■ **PROMPT A**: Count the lines in the listing below that contain the string "gold" and give only that number.

■ **GIVEN TEXT**:
— BEGIN —

This is the multi-page printable view of this section. Click here to print.

Return to the regular view of this page.

Enriching log messages with external data

To properly interpret the events that the log messages describe, you must be able to handle log messages as part of a system of events, instead of individual information chunks. The AxoSyslog application allows you to import data from external sources to include in the log messages, thus extending, enriching, and complementing the data found in the log message.

The AxoSyslog application currently provides the following possibilities to enrich log messages.

1 - Adding metadata from an external file

In AxoSyslog version 3.8 and later, you can use an external database file to add additional metadata to your log messages. For example, you can create a database (or export it from an existing tool) that contains a list of hostnames or IP addresses, and the department of your organization that the host belongs to, the role of the host (mailserver, webserver, and so on), or similar contextual information.

— END —

■ **TASK INPUT**:
— BEGIN —

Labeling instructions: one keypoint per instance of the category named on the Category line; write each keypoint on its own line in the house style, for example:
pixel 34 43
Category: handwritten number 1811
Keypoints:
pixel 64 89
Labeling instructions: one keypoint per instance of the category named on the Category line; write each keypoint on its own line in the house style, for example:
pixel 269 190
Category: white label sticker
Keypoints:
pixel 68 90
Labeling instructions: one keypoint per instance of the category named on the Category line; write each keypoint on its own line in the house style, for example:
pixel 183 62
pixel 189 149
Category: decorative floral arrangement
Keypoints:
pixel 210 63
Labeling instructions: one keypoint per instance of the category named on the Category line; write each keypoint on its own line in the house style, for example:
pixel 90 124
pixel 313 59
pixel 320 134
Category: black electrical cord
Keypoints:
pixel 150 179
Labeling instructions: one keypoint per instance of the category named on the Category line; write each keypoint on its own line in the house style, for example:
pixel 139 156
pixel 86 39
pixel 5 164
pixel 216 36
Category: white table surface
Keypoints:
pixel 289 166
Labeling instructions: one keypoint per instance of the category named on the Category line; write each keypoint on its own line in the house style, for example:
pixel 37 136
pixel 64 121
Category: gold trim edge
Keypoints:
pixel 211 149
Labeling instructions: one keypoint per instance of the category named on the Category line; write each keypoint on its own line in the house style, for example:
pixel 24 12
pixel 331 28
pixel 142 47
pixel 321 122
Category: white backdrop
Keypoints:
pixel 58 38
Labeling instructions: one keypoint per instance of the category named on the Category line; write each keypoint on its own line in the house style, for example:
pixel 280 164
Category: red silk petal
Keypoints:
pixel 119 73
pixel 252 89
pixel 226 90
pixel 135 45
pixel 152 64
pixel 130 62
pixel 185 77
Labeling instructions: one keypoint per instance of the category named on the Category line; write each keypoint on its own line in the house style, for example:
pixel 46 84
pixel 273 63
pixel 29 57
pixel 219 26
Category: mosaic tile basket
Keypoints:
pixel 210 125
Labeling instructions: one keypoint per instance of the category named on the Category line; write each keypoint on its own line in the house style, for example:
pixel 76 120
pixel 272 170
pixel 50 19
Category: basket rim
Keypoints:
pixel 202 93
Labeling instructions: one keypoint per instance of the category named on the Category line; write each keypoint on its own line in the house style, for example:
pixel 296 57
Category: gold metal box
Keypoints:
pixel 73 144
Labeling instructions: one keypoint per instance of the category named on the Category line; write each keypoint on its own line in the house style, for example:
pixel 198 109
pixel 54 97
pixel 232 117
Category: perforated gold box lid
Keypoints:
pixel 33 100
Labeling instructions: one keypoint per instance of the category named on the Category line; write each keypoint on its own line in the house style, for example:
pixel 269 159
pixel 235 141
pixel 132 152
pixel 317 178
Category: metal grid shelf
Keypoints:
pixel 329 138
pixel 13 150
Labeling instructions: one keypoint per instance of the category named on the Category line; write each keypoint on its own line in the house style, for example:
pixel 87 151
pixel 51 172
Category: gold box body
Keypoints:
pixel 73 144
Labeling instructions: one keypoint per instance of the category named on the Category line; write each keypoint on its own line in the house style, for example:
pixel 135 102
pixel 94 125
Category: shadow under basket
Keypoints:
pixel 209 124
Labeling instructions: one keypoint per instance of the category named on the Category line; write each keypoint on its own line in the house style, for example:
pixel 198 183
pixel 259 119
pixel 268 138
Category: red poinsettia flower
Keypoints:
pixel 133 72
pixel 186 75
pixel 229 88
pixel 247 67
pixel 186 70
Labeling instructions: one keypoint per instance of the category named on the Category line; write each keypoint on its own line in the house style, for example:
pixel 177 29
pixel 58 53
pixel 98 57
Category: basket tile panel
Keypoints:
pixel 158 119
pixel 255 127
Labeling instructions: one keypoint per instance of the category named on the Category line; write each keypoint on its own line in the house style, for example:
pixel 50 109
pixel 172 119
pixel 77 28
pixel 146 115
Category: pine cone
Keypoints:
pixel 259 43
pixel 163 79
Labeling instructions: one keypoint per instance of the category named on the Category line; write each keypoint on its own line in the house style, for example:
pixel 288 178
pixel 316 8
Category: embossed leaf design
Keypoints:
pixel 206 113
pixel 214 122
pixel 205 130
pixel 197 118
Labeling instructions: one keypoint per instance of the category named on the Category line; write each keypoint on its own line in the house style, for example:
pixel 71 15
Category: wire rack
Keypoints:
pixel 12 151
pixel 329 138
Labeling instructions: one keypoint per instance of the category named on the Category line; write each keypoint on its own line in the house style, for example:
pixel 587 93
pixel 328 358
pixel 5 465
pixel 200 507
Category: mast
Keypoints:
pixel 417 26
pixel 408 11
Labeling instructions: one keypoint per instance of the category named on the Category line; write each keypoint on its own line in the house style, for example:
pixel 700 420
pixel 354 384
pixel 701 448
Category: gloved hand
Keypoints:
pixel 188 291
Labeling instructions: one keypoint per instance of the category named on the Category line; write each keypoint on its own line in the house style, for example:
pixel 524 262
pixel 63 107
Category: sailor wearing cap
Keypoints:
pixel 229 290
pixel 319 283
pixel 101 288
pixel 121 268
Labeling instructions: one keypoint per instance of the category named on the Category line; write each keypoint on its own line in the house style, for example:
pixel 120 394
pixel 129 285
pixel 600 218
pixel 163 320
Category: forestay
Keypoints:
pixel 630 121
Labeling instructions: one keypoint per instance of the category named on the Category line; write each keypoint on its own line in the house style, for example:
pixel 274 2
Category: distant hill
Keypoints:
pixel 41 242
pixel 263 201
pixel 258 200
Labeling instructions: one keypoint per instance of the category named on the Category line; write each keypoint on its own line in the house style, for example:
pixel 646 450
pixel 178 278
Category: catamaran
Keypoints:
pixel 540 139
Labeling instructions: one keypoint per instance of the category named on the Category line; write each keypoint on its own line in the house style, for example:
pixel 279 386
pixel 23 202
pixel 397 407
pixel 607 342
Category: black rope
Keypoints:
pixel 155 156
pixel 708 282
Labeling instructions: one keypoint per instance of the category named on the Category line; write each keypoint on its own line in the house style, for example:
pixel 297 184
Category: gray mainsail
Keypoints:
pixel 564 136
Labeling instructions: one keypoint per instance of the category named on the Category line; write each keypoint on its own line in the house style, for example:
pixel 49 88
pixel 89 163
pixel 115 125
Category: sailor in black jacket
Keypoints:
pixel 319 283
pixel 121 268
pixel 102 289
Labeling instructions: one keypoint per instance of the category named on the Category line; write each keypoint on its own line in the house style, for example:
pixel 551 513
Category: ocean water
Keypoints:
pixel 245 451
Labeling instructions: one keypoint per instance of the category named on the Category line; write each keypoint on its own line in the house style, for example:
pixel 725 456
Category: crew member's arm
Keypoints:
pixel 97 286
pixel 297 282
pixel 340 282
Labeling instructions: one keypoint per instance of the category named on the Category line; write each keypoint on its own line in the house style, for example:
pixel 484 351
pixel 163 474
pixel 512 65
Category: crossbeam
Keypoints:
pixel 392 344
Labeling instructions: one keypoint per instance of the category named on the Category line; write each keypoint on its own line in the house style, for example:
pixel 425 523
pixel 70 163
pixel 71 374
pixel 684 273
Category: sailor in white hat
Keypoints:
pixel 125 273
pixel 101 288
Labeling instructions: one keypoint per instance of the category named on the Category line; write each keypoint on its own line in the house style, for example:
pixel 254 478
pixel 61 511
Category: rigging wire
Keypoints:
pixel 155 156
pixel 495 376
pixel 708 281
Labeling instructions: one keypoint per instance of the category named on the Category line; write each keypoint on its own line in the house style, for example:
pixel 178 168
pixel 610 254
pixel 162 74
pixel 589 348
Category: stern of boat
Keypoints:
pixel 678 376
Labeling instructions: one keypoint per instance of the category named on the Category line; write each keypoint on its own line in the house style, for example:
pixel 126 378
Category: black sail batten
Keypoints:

— END —

■ **PROMPT B**: From the page on enriching log messages, copy the passage starting with "Enriching log messages" and going on through "enrich log messages.".

■ **COMPLETE ANSWER A**: 4

■ **COMPLETE ANSWER B**:
Enriching log messages with external data

To properly interpret the events that the log messages describe, you must be able to handle log messages as part of a system of events, instead of individual information chunks. The AxoSyslog application allows you to import data from external sources to include in the log messages, thus extending, enriching, and complementing the data found in the log message.

The AxoSyslog application currently provides the following possibilities to enrich log messages.